**Problem to work on:** Copy out the material below from its first line through the line holding "(1079, 514)", both ends included. Omit the pictures.

[Point labeling data from photos]
————
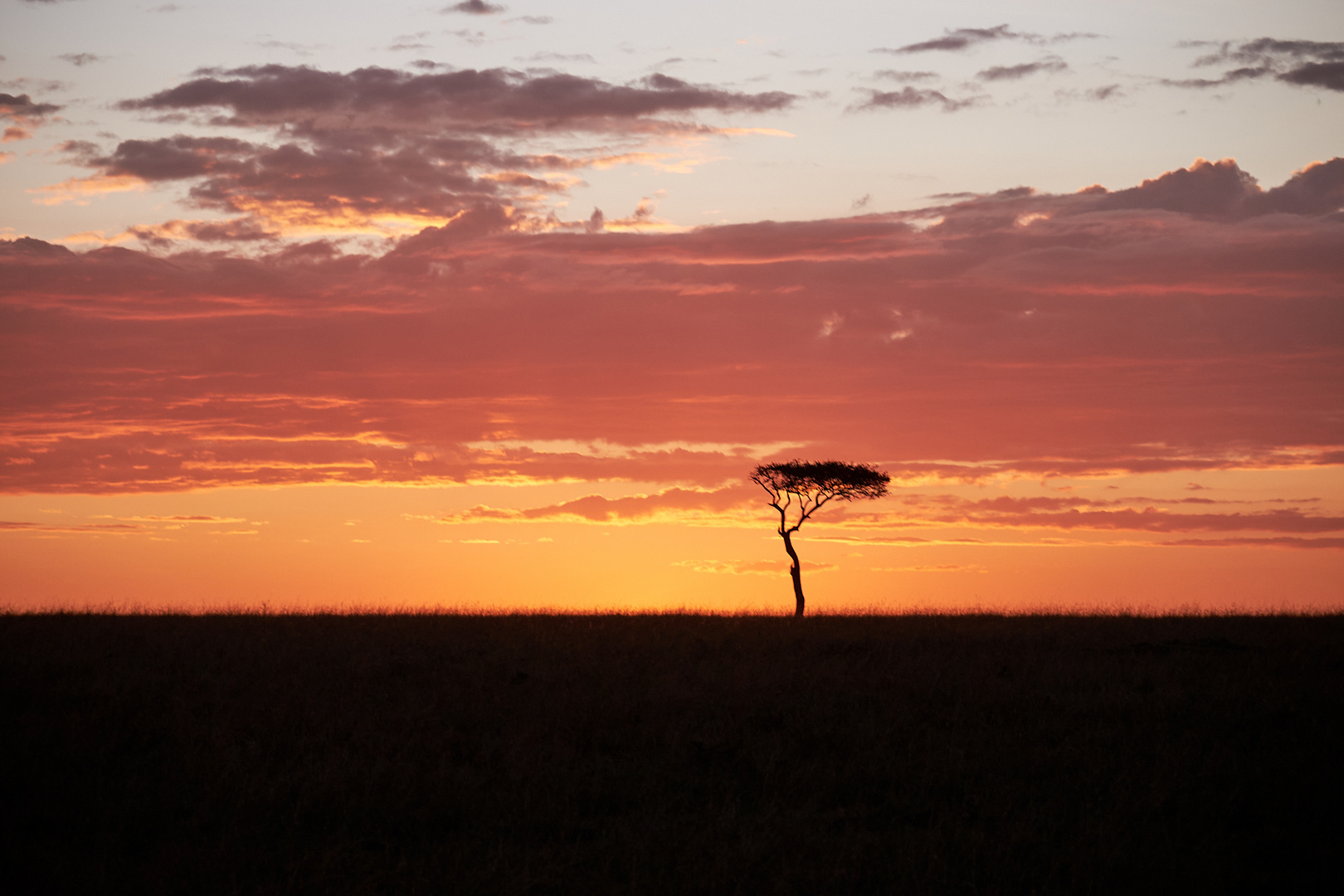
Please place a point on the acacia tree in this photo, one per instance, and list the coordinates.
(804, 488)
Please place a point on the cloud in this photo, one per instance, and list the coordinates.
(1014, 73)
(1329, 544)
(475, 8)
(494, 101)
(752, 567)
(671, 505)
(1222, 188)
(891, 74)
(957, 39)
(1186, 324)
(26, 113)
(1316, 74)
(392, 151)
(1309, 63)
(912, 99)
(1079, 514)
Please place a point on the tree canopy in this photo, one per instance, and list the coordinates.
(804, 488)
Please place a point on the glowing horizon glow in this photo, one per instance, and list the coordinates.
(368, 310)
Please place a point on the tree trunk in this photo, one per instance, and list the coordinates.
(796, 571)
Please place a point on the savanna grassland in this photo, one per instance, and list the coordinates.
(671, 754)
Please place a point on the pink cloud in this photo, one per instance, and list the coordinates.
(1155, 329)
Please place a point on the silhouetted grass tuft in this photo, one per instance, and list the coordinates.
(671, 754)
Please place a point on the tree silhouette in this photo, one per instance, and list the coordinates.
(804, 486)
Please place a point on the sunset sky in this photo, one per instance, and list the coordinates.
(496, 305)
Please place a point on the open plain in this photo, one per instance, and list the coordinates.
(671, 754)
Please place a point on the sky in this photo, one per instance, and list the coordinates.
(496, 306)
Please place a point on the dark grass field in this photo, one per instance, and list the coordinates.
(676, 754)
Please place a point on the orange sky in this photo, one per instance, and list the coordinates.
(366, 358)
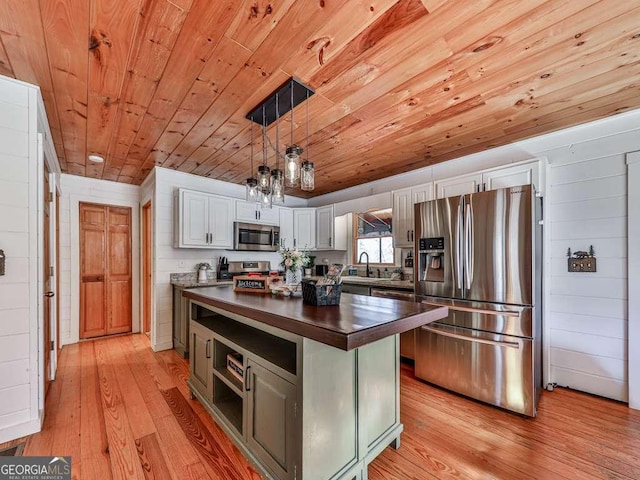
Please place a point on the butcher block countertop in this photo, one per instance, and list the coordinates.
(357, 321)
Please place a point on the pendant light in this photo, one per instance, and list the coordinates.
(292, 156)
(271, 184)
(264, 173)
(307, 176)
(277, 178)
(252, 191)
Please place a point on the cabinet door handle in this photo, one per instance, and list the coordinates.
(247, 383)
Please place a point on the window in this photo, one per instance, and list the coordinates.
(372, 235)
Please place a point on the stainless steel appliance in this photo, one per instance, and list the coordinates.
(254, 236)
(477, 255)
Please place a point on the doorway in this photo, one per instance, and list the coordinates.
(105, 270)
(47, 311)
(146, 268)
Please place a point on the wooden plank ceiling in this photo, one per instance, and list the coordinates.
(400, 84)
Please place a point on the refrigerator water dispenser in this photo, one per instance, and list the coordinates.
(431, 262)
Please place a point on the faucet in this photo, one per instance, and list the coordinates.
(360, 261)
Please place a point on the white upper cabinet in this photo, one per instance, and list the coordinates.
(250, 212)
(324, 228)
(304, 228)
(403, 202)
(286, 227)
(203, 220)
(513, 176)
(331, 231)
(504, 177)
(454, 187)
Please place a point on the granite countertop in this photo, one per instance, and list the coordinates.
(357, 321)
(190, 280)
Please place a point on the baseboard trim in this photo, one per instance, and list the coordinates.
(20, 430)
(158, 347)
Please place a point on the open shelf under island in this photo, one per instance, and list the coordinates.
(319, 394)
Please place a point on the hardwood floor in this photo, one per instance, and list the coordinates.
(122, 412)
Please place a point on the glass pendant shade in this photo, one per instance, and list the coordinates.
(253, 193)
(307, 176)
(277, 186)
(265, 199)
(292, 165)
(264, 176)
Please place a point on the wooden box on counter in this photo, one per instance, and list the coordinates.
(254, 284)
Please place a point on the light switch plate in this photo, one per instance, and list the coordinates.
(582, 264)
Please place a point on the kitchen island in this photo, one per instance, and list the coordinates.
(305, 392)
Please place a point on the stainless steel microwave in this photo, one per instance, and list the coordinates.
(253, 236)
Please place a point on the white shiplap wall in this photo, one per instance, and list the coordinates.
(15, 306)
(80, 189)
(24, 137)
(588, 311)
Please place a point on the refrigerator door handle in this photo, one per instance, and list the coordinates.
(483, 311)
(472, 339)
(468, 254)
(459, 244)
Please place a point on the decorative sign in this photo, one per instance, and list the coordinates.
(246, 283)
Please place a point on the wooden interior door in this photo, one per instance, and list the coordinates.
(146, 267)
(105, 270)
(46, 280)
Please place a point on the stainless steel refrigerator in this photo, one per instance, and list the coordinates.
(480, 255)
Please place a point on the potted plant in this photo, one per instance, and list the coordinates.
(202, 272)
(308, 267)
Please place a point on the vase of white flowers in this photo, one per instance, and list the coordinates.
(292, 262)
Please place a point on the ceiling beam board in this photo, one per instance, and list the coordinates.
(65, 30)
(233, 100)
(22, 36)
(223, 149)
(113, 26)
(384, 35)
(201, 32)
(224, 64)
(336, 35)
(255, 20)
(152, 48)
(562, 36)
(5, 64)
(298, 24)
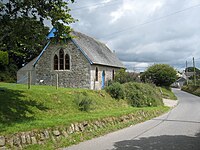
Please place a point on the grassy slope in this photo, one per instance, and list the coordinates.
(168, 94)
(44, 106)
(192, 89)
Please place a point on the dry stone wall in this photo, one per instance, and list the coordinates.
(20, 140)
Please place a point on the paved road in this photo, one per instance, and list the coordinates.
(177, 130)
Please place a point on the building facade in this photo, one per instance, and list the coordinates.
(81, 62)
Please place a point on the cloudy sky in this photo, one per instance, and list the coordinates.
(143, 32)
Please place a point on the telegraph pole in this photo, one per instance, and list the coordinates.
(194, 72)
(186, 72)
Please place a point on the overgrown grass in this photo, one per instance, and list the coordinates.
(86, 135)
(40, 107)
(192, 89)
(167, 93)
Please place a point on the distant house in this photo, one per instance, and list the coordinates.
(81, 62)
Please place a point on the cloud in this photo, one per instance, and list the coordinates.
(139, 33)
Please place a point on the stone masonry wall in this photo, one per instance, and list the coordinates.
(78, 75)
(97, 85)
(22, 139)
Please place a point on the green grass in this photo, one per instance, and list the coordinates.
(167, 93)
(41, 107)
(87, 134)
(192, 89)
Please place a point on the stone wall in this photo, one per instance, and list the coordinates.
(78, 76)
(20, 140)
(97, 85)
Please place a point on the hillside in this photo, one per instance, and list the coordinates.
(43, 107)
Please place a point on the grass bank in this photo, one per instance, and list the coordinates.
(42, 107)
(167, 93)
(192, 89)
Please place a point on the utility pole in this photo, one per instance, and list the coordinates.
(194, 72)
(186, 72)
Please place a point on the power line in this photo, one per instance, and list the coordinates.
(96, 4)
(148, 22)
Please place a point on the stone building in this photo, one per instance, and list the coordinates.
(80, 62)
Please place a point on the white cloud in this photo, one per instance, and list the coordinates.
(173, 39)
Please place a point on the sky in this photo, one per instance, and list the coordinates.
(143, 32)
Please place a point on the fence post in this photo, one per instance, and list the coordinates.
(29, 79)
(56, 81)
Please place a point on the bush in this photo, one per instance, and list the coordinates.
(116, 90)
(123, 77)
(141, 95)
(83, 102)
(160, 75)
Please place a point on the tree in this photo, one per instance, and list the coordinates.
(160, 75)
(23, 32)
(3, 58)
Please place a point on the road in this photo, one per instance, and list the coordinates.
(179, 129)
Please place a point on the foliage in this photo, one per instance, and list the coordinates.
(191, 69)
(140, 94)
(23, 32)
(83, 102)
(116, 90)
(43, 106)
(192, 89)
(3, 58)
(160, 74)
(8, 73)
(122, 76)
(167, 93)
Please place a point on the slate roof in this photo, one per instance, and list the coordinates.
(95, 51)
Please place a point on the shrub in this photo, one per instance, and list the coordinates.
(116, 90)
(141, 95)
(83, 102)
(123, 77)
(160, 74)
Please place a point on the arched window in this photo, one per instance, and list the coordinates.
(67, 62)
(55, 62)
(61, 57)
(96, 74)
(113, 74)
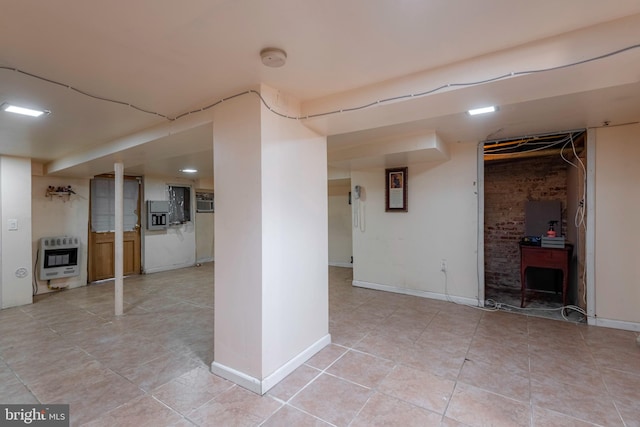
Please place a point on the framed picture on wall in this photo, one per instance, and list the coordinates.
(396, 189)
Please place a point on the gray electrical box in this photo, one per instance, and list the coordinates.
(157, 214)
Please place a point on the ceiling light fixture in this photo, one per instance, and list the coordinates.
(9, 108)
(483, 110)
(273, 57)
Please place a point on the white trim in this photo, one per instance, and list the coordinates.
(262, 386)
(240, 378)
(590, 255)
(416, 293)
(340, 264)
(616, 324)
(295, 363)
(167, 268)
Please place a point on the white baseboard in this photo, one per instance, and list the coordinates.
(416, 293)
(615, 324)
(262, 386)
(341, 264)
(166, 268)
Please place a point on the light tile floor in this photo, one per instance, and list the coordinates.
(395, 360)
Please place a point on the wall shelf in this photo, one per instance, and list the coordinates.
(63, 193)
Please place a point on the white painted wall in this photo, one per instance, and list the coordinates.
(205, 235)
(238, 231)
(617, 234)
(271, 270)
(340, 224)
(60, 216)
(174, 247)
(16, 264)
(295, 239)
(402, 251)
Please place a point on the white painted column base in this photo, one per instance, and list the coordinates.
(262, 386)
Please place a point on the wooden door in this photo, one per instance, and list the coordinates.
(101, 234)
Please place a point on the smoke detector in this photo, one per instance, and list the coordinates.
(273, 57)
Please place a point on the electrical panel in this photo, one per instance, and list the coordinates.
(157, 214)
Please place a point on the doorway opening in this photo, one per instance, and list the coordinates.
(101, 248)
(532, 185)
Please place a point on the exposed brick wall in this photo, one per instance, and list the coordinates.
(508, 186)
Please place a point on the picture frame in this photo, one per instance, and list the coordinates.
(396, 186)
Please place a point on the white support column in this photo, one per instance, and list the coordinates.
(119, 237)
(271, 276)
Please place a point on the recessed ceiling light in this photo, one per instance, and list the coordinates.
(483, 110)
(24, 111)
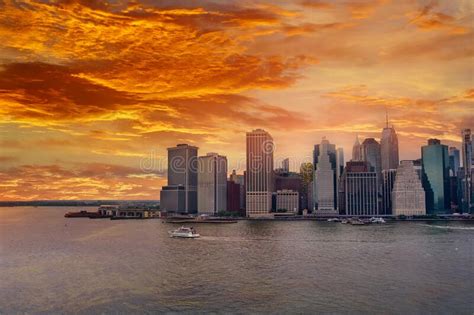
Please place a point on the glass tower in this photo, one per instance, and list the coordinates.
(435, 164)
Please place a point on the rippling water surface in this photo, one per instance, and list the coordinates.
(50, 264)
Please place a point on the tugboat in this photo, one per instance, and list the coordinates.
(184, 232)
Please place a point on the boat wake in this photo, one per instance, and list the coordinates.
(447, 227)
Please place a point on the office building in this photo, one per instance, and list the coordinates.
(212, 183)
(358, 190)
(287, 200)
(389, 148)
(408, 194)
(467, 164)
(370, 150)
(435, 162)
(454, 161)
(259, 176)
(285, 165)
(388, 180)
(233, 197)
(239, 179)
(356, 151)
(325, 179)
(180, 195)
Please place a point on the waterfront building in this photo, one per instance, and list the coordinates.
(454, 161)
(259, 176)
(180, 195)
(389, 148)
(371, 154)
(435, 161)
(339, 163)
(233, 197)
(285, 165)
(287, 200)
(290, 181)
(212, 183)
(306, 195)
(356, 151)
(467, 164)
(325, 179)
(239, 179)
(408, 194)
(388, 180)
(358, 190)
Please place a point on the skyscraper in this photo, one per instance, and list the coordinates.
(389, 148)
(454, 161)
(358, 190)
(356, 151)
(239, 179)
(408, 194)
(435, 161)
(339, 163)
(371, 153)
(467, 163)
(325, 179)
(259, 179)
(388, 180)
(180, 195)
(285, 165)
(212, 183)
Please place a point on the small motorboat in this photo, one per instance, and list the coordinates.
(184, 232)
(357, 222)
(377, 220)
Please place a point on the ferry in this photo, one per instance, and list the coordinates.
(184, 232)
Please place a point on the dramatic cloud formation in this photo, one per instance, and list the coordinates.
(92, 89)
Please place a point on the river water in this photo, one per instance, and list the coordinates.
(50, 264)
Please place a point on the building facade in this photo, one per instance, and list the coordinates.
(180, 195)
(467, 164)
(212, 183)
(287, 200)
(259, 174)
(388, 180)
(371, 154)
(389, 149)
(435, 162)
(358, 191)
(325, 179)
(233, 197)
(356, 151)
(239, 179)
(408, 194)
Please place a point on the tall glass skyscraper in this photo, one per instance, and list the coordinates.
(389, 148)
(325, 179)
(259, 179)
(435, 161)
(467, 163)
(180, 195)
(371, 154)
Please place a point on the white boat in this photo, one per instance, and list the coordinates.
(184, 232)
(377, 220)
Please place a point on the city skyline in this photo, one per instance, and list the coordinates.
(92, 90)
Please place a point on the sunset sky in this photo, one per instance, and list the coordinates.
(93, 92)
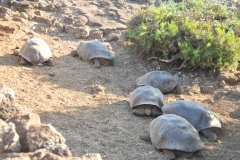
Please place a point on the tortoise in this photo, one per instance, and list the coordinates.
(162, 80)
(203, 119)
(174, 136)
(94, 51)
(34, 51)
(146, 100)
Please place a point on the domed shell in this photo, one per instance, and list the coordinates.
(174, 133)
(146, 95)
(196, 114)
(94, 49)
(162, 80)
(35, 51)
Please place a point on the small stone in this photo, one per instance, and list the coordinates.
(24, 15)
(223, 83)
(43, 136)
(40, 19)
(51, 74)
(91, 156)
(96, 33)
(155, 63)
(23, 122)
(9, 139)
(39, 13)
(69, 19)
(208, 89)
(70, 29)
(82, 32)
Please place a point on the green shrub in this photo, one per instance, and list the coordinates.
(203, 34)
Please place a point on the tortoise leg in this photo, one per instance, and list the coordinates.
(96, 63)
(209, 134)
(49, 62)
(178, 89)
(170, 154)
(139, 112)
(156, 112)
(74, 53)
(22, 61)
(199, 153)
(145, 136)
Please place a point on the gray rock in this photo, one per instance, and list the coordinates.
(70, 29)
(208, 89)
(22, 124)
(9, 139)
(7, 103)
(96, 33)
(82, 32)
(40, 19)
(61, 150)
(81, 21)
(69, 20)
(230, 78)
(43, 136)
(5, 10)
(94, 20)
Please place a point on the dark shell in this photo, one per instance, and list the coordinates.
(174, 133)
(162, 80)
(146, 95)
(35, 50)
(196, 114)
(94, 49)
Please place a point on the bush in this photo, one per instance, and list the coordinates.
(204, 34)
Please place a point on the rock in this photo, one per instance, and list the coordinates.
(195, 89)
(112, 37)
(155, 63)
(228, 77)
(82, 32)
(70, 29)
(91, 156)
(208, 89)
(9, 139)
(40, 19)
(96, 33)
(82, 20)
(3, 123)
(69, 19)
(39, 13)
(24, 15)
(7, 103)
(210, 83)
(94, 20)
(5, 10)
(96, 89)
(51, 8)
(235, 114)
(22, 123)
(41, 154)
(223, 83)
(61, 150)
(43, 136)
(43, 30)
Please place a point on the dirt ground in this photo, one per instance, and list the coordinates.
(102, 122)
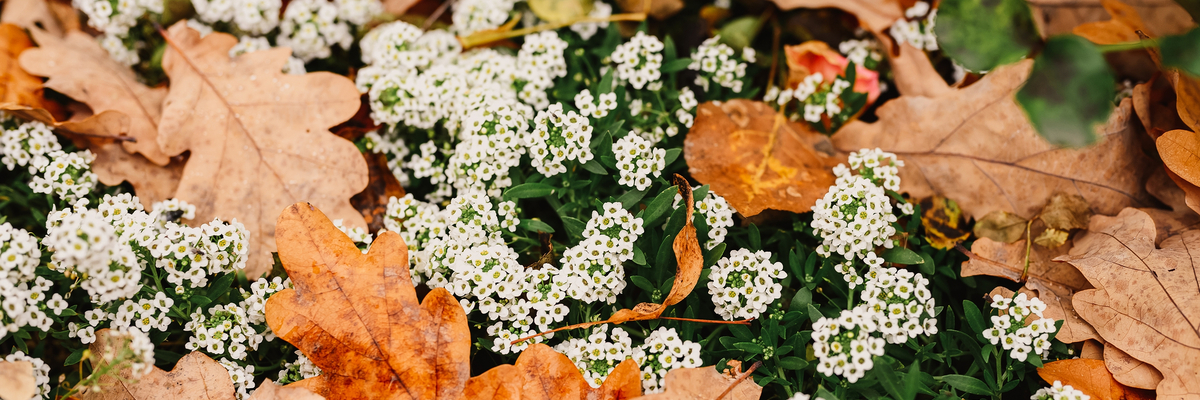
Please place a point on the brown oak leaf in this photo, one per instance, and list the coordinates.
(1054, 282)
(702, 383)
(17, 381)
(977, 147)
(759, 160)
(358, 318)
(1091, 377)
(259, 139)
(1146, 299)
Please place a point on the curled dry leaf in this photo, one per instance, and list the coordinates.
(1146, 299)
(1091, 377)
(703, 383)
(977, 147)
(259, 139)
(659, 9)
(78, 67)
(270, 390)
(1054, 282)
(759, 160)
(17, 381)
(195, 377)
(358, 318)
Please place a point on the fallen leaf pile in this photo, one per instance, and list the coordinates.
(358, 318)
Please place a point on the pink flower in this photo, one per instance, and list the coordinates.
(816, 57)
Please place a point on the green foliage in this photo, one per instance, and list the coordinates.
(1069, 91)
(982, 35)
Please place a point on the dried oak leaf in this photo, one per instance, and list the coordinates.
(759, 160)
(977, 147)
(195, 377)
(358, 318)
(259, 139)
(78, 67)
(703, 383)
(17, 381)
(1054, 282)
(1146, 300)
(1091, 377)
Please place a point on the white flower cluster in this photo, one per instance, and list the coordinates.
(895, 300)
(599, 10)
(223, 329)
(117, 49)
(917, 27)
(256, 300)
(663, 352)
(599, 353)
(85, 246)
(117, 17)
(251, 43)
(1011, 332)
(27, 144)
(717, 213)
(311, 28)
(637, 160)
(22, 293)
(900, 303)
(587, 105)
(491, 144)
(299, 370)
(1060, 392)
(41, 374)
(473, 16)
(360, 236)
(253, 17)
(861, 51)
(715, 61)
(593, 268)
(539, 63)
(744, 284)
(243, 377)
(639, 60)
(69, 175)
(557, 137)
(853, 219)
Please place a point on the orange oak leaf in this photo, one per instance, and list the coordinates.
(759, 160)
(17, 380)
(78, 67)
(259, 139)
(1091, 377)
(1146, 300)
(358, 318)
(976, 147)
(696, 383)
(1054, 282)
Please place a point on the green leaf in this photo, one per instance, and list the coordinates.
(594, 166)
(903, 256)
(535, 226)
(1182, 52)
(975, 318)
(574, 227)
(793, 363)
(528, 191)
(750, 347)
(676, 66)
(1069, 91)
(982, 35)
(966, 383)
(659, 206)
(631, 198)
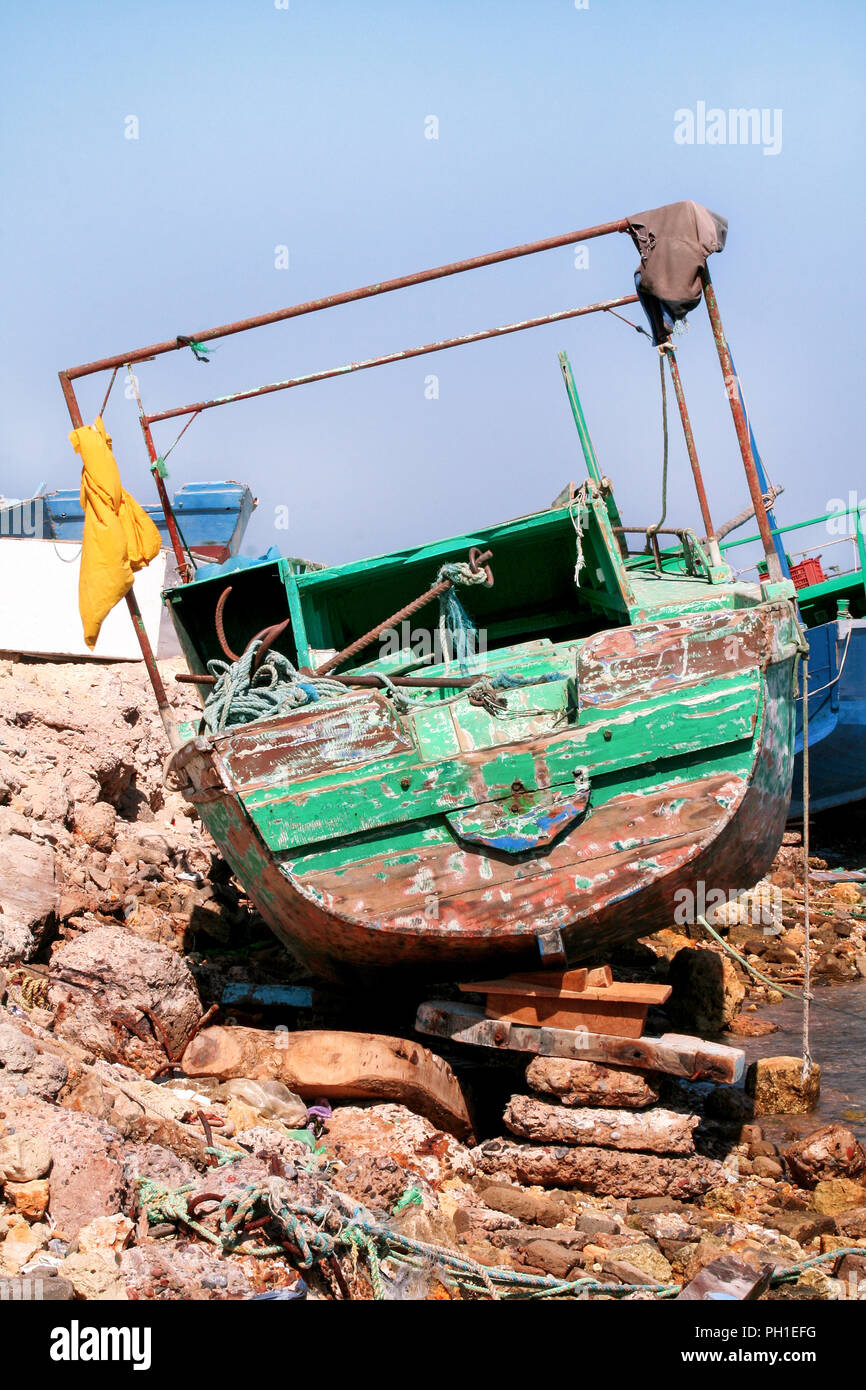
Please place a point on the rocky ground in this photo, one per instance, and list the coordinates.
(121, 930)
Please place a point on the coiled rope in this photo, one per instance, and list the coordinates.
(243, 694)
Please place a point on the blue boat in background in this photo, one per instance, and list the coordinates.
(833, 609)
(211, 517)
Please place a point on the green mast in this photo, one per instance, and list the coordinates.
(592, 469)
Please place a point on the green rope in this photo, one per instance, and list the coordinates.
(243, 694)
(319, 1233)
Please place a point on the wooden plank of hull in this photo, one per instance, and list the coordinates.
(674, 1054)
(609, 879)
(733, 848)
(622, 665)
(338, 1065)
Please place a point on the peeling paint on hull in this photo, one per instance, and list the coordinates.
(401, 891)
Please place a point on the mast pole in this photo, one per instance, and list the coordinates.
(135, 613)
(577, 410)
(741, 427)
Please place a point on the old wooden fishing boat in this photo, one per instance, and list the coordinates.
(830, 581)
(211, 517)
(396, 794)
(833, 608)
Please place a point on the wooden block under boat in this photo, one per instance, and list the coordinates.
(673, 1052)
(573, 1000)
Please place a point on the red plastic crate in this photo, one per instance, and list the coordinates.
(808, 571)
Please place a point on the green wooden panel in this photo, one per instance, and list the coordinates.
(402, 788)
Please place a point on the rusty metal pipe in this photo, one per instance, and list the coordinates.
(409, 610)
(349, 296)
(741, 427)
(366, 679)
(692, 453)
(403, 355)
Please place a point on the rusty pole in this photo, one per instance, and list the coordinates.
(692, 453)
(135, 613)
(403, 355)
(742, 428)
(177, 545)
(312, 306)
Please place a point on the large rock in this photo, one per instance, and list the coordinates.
————
**Result for this task:**
Please place a point on the acacia tree in this photo, one per instance, and list the coordinates.
(804, 488)
Please place a point on the cloud in this photo, one per instance, and list the coordinates.
(1014, 73)
(1329, 544)
(475, 8)
(494, 101)
(752, 567)
(671, 505)
(1222, 188)
(891, 74)
(957, 39)
(1186, 324)
(26, 113)
(1316, 74)
(392, 151)
(1309, 63)
(912, 99)
(1079, 514)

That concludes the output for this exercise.